**Задание 1:**
Оформите строки листинга нумерованным списком без пустых строк. Начните со строки листинга, где есть "switch in the photo above.", и закончите последней строкой листинга.
☆ ☆ ☆ ☆ ☆ ☆ ☆
В ту минуту, как я размышлял об этом, наш ямщик заметил еще одно препятствие и опять обернулся, чтобы предупредить брата, и вывалил нас в снег высотою в шесть футов.

Подойдя к ямщику, я остановил его лошадь, позвал Григория и просил его перевести слово в слово этому чересчур доброму брату мою речь. Она была коротка, безо всяких околичностей и состояла из нескольких слов, произнесенных весьма выразительно:

— Предупреждаю тебя, что если ты обернешься еще раз, я хвачу тебя плетью по роже, — и чтобы он не тешил себя той мыслью, что я, имея намерение, не смогу его исполнить, я показал ему плеть.

Он поклялся всеми богами, что если бы он даже увидел перед собою пропасть, то и тогда никогда уже не обернется.

Но не проехали мы и одной версты, как он обернулся — ив одно мгновение Лука и я растянулись на земле. Я в ярости поднялся и хотя не чувствовал никакой боли, но видя, что это наконец походило на издевательство, которое чрезвычайно расстроило меня, я привел в исполнение обещанную исправительную меру, правда, я двинул его не по физиономии, а по плечу — как Цезаря при Фарсале.

Я велел младшему брату ехать впереди. Тогда сцена переменилась, но не театр, а актеры, и мы стали зрителями спектакля, вместо того, чтобы самим давать его.

Тимофей и два нукера вместе с санями начали без конца падать, и эти падения по своим живописным и разнообразным результатам далеко превзошли три наши падения. В этом отношении мы были еще во младенчестве искусства, а Тимофей с товарищами обладали им в совершенстве. Впрочем, была минута, когда мы все, будто бы по сговору ямщиков, лежали в снегу.

Это не могло продолжаться долго, и не потому, чтобы мы получили ушибы, а потому, что все эти события значительно замедляли наш путь. Мы отпрягли от каждых саней по лошади, и Лука со своими нукерами сели на них верхом, сделав из наших тулупов подстилки вместо седел.

С этой минуты дела пошли лучше, и за исключением Муане, который, переправляясь через реку, споткнулся об камень и упал ничком в воду, и Тимофея, покатившегося в овраг, но»к счастью, успевшего уцепиться за дерево, — мы прибыли на станцию целы и невредимы.

Ночь приближалась, но горы постепенно понижались, и мы могли думать, что каждый спуск оканчивается равниной. Но за спуском опять следовал подъем, .и воображение отодвигало плоскость к концу следующего спуска.

Так продолжалось более часу.

Наконец мы прибыли к Квириле и на ее берегу нашли паром. Нам надо было сойти, ибо сани из-за мелководья реки могли переправиться только порожняком.

В этом месте над рекой возвышалась громадная гора, на которую нам предстояло взобраться. Она была увенчана развалинами древней крепости, силуэты которой обрисовывались на снегу черными острыми углами. Я обратился к Луке с вопросом, не знает ли он чего-нибудь об этих развалинах.
☆ ☆ ☆ ☆ ☆ ☆ ☆
**Задание 2:**
Определите, соответствуют ли выбранному отрывку утверждения (a), (b) и (c). На каждое ответьте «да» или «нет» и точно процитируйте решающие слова отрывка. (a) Ямщик получил удар плетью по лицу. (b) Муане упал в воду при переправе через реку. (c) Сани переправились через Квирилу вместе с седоками.
☆ ☆ ☆ ☆ ☆ ☆ ☆
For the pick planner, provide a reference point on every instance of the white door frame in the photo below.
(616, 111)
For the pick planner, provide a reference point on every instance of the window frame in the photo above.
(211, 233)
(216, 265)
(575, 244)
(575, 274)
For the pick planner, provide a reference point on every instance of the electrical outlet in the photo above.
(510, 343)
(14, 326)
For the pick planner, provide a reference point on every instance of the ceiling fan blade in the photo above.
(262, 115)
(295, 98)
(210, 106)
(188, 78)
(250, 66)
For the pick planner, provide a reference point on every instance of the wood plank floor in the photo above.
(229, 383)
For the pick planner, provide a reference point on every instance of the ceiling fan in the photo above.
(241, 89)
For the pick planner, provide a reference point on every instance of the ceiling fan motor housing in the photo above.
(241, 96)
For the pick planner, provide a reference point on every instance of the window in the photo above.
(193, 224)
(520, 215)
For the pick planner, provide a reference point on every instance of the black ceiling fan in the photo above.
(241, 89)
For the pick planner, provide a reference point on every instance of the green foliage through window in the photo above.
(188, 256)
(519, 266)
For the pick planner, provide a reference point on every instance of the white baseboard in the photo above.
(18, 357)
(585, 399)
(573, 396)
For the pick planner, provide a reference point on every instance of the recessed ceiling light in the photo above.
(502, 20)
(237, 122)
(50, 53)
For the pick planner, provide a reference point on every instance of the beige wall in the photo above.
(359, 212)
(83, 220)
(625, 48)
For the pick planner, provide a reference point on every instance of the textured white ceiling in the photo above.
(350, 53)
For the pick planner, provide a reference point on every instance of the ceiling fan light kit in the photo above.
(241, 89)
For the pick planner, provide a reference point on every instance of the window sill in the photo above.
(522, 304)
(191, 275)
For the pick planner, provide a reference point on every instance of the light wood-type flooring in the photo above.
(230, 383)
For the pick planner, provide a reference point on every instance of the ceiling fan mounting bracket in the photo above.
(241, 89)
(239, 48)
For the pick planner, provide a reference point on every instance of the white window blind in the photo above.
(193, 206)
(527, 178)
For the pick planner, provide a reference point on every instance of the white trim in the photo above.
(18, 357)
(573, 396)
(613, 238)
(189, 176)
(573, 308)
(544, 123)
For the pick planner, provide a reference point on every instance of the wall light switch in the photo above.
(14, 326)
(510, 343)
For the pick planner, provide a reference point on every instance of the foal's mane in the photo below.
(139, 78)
☆ ☆ ☆ ☆ ☆ ☆ ☆
**Полный ответ 1:**
1. For the pick planner, provide a reference point on every instance of the wall light switch in the photo above.
2. (14, 326)
3. (510, 343)
4. For the pick planner, provide a reference point on every instance of the foal's mane in the photo below.
5. (139, 78)

**Полный ответ 2:**
(a) Нет: «я двинул его не по физиономии, а по плечу».
(b) Да: «переправляясь через реку, споткнулся об камень и упал ничком в воду».
(c) Нет: «сани из-за мелководья реки могли переправиться только порожняком».